Start of Given text

MySQL 8.0 Reference Manual

Book Details

  • Full Title: MySQL 8.0 Reference Manual

  • Author: N.A.

  • ISBN/URL: https://dev.mysql.com/doc/refman/8.0/en/

  • Reading Period: 2020.02–2020.03.08

  • Source: Official Website

General Review

  • The reference manual provides a comprehensive knowledge on how to use MySQL. Each section generally explain what a particular feature does, what are the configuration options, how to actually configure it, and followed by some common use cases.

  • It will be useful to revisit the relevant section when designing or optimizing certain parts of the database.

Specific Takeaways

  • The general types of SQL joins are:

    • Left [Outer] Join: Left table is joined with right table on a particular row as the key, all rows in the left table are included, and if any particular row is left table has no corresponding key in the right table, the rows that would have otherwise come from the right table will be set to null.

    • Inner Join: An intersection of two tables based on certain key. If the key is not present on either table, the row is not included.

    Backup and Recovery

  • Backing up of MySQL involves numerous considerations:

    • Whether to use physical (i.e., using the raw files) or logical backups (e.g., backing up the SQL statements that'll create the same database)

    • Whether to use full or full + incremental backup

    • Whether to use online or offline backup

  • A general backup solution will involve: (a) a full backup up to a certain point in time (e.g., using mysqldump, file system snapshot, or copying the table files), followed by (b) an incremental backup from that point in time using binary logs.

    Optimization

  • MySQL-specific keywords can be wrapped in /*! \*/ comment delimiter to it compatibile with SQL in general.

    Optimization - Optimizing SQL Statements

  • When optimizing particular SQL statements, refer to the reference manual on what kind of optimizations are available for the particular query in question (e.g., Index Condition Pushdown might be available depending on how the query is structured).

End of Given text

■ Stated exercise 1 ■
Reproduce verbatim the portion of the MySQL reading notes from "Backup and Recovery" up to and including "the same database)".
The records that follow bear no relation to the MySQL reading notes.

Start of Supplied records

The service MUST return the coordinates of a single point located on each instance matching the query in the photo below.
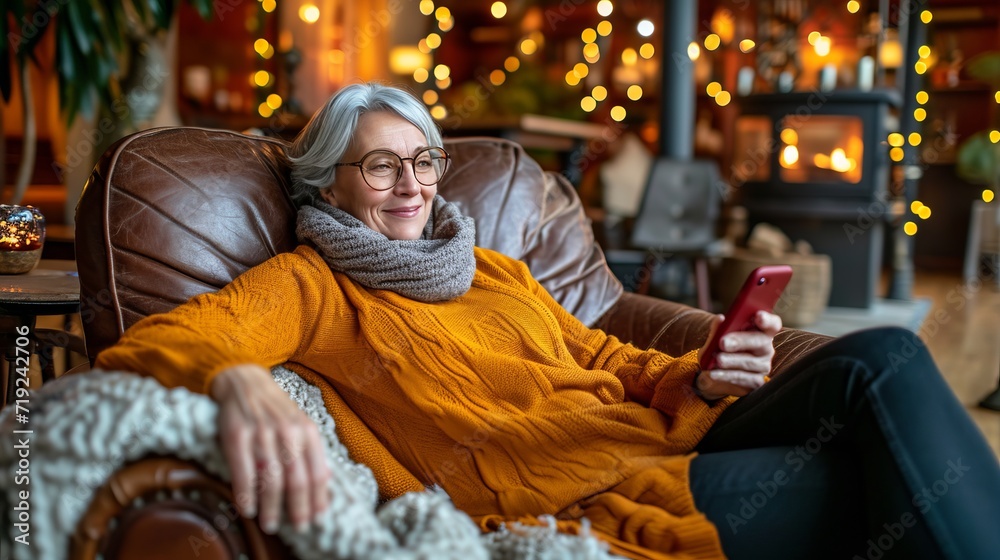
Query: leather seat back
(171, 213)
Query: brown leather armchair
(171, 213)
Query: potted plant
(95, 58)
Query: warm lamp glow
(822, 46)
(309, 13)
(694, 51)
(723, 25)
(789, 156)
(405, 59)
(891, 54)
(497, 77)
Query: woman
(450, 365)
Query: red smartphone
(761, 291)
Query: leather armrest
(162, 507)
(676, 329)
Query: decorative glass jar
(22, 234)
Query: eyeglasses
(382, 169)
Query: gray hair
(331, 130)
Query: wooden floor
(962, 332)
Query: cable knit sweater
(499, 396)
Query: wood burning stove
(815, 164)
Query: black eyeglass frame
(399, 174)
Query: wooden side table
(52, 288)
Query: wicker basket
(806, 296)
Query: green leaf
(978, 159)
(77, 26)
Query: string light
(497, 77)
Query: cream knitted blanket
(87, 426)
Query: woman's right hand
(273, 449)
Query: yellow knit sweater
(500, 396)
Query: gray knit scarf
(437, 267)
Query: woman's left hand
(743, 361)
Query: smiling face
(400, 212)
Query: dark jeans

End of Supplied records
Start of Supplied records

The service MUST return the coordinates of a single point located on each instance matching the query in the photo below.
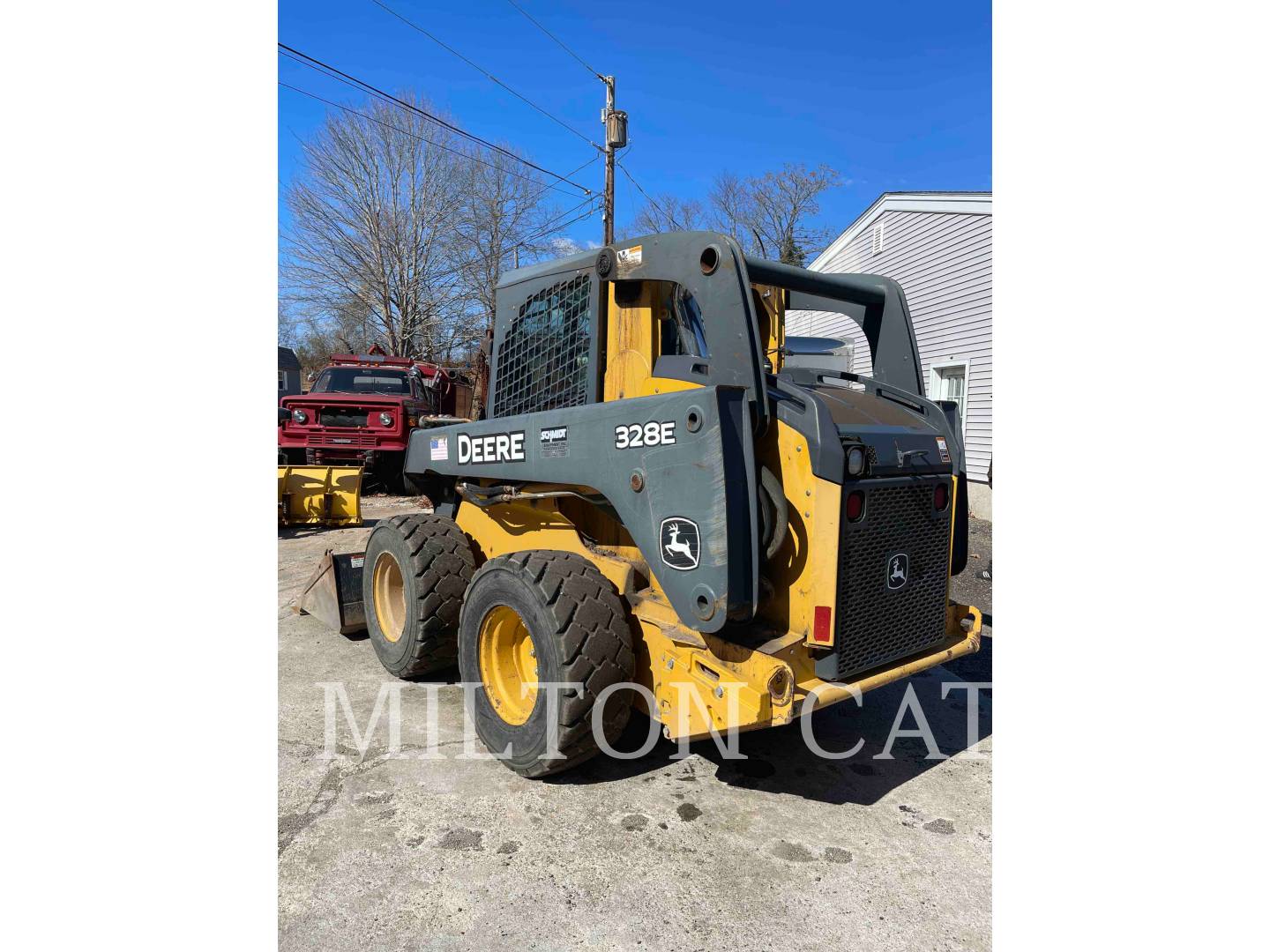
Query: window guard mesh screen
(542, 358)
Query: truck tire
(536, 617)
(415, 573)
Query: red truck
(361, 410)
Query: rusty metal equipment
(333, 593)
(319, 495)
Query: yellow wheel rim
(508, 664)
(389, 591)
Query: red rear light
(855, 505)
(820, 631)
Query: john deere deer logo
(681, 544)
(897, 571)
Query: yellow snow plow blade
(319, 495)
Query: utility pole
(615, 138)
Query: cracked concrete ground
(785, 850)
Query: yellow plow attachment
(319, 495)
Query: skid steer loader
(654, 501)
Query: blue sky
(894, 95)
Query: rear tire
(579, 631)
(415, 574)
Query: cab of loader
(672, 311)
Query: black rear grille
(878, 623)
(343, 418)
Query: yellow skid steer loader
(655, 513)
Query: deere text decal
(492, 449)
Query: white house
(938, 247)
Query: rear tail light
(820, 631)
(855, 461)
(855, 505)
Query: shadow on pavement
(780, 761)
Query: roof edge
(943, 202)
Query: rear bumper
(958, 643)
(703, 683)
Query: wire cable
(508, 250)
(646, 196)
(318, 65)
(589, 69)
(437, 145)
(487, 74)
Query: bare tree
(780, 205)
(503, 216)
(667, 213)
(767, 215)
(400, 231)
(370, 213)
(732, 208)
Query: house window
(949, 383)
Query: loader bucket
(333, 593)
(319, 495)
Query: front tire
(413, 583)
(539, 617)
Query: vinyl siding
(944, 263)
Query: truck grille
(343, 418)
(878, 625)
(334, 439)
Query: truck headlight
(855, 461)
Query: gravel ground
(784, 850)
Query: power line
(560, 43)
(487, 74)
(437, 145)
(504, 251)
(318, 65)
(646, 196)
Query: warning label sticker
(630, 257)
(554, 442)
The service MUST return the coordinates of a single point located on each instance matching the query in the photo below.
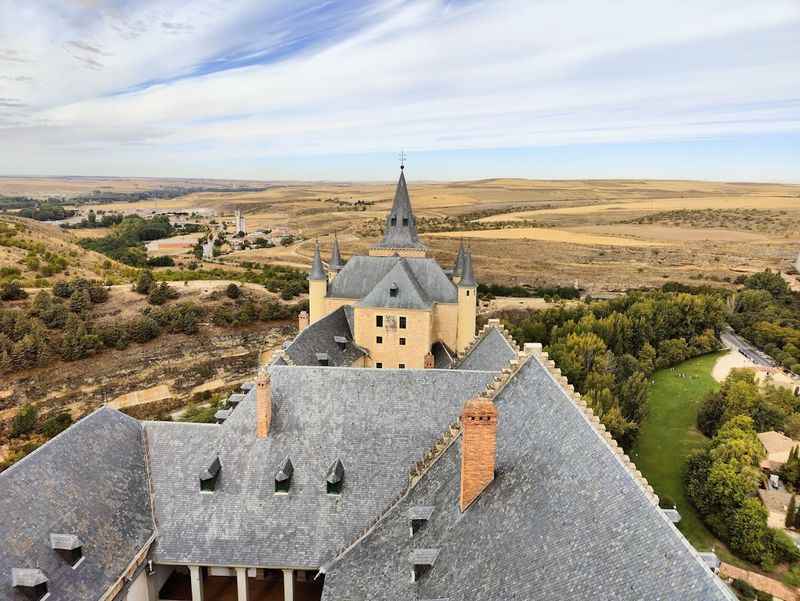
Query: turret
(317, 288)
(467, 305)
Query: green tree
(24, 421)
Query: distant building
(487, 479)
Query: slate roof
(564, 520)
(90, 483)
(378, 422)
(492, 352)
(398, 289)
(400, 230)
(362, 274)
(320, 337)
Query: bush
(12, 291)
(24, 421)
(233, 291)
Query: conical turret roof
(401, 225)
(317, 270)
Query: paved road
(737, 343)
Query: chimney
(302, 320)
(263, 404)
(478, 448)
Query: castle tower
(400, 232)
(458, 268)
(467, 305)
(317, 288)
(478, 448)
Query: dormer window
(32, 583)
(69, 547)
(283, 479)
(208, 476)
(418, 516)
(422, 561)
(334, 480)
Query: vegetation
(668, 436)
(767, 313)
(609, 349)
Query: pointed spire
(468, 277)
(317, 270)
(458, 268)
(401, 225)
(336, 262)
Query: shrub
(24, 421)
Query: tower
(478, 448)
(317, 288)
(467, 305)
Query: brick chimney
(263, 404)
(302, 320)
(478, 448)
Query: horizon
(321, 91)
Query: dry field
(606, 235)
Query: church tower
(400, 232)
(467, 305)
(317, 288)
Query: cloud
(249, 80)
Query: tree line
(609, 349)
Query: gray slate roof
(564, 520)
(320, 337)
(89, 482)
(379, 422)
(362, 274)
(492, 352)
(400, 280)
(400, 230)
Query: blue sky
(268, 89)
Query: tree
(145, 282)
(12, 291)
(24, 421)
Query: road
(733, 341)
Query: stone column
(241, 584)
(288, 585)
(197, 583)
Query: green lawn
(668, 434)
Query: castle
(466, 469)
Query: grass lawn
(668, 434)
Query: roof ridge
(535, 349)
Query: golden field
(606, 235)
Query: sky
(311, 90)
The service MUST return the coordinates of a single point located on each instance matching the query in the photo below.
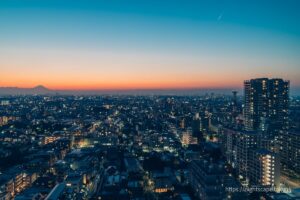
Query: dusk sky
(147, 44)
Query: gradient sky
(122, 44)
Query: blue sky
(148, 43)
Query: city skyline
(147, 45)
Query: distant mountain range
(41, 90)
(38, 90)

End of Supplied records
Start of Supplied records

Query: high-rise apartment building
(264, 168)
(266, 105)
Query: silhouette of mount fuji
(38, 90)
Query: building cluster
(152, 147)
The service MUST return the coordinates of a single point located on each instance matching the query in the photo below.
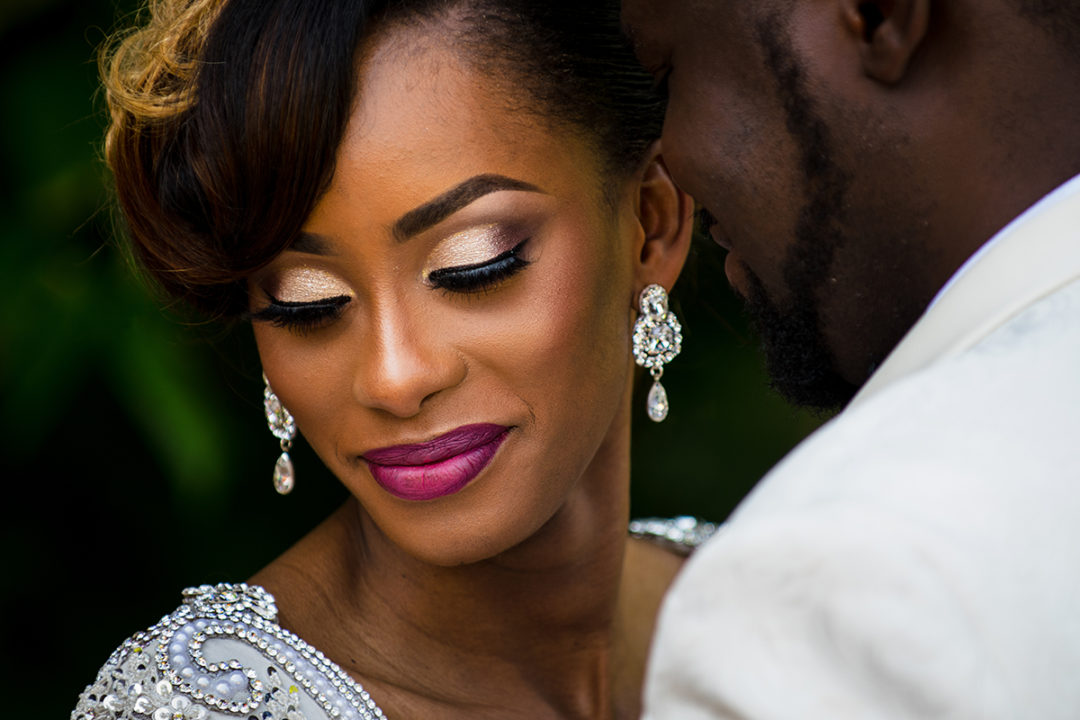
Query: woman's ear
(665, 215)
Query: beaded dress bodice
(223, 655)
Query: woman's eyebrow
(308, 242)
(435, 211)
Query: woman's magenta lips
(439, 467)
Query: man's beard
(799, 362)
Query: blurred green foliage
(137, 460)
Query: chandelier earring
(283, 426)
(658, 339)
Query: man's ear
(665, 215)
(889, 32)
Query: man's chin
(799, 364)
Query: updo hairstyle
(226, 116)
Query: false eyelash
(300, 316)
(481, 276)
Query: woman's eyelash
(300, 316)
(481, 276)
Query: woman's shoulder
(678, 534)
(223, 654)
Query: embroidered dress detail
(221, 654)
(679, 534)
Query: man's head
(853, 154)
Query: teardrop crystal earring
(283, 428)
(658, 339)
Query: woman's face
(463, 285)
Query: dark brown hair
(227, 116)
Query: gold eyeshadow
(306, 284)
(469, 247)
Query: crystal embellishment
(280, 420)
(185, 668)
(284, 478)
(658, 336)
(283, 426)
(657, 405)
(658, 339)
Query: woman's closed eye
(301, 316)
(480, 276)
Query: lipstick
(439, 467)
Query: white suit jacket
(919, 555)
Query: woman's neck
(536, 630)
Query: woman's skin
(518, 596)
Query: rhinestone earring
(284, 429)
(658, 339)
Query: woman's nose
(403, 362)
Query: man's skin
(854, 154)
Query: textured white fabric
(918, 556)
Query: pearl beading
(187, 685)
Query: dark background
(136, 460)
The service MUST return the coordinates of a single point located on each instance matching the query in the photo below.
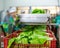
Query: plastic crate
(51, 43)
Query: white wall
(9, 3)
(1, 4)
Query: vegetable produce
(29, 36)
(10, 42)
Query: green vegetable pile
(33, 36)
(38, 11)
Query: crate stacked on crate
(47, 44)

End of Supplied records

■ Stated exercise 2 ■
List every line of the records that contains the word "tower".

■ Solution 1 ■
Backup and Recovery

  • Backing up of MySQL involves numerous considerations:

    • Whether to use physical (i.e., using the raw files) or logical backups (e.g., backing up the SQL statements that'll create the same database)

■ Solution 2 ■
Query: castle tower
Query: tower
Query: church tower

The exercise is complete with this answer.